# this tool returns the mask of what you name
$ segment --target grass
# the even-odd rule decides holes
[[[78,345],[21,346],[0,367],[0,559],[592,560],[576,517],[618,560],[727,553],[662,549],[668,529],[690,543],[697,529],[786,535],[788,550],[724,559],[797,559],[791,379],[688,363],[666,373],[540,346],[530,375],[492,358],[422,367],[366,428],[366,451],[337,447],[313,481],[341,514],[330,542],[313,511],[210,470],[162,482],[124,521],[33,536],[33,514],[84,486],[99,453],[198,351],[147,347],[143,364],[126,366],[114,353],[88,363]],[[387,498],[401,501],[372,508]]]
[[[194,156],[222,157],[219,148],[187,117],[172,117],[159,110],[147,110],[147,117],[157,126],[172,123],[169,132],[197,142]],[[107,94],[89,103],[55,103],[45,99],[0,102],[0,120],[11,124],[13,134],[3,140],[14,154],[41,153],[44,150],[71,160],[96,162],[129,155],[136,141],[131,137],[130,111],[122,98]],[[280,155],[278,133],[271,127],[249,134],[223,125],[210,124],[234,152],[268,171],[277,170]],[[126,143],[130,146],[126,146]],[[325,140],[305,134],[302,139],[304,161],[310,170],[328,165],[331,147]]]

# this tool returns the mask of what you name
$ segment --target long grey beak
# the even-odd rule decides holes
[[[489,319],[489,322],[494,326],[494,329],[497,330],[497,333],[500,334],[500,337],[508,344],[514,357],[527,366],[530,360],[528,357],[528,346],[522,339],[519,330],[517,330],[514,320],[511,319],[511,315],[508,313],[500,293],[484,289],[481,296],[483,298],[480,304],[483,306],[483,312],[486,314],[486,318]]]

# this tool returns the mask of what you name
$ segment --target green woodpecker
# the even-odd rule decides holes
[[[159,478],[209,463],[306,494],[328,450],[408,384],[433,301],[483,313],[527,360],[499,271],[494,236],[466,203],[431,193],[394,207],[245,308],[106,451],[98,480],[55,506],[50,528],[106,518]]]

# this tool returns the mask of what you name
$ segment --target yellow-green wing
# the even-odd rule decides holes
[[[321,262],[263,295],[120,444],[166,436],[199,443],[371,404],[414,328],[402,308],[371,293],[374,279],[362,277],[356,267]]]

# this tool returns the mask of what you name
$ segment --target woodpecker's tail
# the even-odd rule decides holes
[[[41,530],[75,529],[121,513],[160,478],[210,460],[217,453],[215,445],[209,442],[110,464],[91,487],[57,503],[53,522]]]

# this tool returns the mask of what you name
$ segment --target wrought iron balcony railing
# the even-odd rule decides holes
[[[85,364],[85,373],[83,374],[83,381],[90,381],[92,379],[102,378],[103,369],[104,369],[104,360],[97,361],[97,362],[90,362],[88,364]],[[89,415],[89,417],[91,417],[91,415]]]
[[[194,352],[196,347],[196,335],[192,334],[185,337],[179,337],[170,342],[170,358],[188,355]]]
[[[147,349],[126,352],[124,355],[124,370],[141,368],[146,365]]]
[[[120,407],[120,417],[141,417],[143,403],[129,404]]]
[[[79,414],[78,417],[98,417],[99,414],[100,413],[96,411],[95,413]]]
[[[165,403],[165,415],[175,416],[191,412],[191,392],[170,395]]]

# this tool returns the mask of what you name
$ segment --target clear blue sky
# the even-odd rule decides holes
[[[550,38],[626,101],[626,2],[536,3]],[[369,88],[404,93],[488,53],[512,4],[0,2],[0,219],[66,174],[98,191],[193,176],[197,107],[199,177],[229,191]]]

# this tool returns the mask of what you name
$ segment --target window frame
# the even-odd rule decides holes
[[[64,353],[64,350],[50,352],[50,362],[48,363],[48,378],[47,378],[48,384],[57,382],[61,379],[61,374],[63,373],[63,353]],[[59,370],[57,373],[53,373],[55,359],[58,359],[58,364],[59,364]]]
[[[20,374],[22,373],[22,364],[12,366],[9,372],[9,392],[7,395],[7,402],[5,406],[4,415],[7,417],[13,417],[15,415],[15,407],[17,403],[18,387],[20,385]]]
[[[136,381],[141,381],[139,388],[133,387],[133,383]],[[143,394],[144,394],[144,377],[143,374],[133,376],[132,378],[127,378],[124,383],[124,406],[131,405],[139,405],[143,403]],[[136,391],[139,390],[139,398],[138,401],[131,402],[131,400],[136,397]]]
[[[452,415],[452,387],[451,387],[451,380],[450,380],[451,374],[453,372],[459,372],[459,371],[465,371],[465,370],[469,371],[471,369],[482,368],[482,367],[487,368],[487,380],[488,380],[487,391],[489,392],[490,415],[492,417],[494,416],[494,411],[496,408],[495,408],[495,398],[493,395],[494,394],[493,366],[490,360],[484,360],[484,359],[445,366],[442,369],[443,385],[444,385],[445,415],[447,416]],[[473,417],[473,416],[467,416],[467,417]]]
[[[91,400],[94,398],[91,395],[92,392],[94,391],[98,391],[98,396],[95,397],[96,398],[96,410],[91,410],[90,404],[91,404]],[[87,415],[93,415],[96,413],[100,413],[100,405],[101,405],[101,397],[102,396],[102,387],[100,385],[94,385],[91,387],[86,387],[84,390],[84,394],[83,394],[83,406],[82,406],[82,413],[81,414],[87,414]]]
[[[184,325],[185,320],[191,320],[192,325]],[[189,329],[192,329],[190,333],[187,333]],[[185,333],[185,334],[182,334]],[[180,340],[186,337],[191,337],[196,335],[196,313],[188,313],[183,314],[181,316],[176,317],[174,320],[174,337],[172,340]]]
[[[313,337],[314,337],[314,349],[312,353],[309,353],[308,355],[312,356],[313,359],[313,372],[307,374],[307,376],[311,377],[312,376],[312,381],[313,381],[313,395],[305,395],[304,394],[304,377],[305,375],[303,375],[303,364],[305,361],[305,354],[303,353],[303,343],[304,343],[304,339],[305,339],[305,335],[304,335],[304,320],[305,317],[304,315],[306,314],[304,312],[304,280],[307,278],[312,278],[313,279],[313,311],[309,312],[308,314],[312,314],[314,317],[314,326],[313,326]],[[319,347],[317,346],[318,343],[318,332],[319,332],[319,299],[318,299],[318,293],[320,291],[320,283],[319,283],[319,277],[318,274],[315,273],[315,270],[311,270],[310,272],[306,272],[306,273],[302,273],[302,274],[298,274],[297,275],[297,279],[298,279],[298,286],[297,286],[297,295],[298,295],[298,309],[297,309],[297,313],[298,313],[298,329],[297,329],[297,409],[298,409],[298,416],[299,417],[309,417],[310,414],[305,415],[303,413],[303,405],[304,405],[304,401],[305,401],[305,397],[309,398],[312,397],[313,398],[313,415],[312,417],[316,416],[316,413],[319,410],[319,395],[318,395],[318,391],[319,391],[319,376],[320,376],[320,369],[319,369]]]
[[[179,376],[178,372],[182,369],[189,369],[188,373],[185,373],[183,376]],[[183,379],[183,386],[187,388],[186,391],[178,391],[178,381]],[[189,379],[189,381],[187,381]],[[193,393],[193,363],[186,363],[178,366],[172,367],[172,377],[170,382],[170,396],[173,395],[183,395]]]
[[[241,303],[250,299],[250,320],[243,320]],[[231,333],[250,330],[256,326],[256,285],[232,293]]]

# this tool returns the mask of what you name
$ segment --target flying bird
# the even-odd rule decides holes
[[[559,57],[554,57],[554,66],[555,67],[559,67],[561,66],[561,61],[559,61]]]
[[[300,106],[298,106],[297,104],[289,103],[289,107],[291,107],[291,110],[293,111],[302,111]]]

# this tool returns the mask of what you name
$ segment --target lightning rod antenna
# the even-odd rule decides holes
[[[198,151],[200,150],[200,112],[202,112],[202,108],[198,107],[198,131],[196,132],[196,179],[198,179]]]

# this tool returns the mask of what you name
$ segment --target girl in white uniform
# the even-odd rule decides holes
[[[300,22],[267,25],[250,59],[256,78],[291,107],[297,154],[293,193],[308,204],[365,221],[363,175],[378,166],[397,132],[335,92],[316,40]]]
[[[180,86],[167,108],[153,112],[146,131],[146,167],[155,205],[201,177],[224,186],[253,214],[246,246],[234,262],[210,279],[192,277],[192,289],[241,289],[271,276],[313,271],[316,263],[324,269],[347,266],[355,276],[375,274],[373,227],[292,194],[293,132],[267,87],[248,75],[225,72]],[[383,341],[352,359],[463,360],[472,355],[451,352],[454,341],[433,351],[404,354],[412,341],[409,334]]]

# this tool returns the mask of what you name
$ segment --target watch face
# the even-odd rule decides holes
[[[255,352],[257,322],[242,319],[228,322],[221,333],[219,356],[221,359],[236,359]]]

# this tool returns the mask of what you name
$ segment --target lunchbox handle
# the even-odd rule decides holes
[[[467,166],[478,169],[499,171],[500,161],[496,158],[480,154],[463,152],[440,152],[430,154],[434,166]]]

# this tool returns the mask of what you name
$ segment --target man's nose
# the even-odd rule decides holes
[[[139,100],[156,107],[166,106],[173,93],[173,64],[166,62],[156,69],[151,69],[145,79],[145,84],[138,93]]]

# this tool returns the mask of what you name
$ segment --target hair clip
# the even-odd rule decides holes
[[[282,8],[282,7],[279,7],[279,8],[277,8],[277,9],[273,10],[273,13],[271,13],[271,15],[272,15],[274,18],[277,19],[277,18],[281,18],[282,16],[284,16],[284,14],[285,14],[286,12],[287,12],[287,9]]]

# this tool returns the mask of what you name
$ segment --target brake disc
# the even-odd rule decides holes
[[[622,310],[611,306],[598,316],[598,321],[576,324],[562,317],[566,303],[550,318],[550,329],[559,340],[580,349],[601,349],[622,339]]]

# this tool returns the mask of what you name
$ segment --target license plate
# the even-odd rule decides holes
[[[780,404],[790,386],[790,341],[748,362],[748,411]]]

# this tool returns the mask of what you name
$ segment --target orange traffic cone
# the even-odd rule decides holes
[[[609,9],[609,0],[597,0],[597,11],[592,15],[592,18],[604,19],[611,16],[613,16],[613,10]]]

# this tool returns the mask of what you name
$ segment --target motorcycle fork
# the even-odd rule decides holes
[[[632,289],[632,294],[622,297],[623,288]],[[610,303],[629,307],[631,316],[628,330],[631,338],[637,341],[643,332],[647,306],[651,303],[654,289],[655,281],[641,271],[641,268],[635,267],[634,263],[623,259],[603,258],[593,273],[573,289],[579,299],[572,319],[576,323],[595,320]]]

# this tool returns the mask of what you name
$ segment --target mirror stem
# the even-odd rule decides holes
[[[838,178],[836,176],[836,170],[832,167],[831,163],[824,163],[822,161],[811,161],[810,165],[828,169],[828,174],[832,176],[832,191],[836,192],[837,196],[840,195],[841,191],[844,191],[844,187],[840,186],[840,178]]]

━━━━━━━━━━━━━━━━━━━━

Work task: Find and copy each line of the material that holds the word "green".

Answer for the task:
$ segment --target green woodpecker
$ segment --target yellow-green wing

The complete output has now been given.